WHAT YOU SHOULD DO: Which publications or outlets are named in the passage on reviews of "The Plateau"?

[[ DOCUMENT PASSAGE open ]]

SFScope contributor Sarah Stegall thought the episode was similar to Flowers for Algernon, but was skeptical of the premise that Milo could predict every event before they happened. She criticized the decision to make Milo "coldly calculating", writing "This is but another version of the tired cliché of the stoic intellectual, the intelligent person who has no heart or emotions. Why are we so afraid of smart people?... It always annoys me when science fiction writers, of all people, diss their own audience with the idea that intellectuals are dangerous." Stegall was pleased to have the first "standalone" episode of the season, explaining that it was the first where she could "relax and enjoy... the tying together of a standalone with a mythology theme was absolutely brilliant." Fearnet contributor Alyse Wax enjoyed the episode, but also thought "the idea that [drugs] could turn someone into a cartoonish evil genius is pretty farfetched."

Many critics praised Eklund and his character, with one calling Milo "spindly, intense, and nicely chilling". In a January 2011 article, The Futon Critic rated "The Plateau" the twenty-first best television episode of 2010 out of a list of fifty. The A.V. Club ranked Fringe the 15th best show of 2010, in particular citing "The Plateau" as a justification. Jeff Jensen of Entertainment Weekly named "The Plateau" the thirteenth best episode of the series, explaining "The first half of Fringes celebrated third season alternated between episodes set in the over here and over there worlds. In a tough call, we say the best of the over there stand-alones was this brainy thriller about a dude with a low I.Q. who got an intelligence boost via nootopic drugs, and found himself becoming smarter and smarter, and more and more humanly detached, and causing chaos and death by concocting intricate chain reaction events." In a similar list, Den of Geek named it the eighth best episode of the series, explaining that "The Plateau" stood out as "the best of a good crop of episodes" among the parallel universe storylines because of its villain and its use of Lincoln Lee, Charlie, and Olivia in action."

[[ DOCUMENT PASSAGE closed ]]
[[ DATA SECTION open ]]

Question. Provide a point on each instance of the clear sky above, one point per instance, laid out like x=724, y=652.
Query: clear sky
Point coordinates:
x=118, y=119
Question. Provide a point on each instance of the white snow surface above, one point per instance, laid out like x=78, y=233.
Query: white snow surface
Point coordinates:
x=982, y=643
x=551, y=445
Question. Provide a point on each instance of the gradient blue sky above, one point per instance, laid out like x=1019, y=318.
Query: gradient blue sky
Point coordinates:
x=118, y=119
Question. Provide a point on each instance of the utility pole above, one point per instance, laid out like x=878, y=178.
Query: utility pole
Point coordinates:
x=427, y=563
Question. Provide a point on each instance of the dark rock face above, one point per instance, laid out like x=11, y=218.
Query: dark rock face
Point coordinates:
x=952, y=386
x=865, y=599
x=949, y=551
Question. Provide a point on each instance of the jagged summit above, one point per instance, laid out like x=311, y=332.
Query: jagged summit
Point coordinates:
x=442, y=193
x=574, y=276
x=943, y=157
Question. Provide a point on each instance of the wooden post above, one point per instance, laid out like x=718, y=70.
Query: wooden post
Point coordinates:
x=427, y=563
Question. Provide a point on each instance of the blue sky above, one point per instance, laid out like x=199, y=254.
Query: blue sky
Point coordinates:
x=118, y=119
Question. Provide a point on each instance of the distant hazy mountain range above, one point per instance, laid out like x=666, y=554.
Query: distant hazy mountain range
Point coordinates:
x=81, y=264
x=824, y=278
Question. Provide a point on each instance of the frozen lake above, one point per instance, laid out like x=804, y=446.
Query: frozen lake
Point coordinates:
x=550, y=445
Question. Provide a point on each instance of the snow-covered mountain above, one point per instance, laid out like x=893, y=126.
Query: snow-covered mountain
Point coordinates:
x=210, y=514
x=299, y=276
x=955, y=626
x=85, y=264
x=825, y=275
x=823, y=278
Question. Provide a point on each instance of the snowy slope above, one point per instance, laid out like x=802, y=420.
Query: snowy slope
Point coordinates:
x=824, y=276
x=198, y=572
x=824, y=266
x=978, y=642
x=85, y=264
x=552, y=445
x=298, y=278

[[ DATA SECTION closed ]]

WRITTEN RESPONSE: SFScope, Fearnet, The Futon Critic, The A.V. Club, Entertainment Weekly, Den of Geek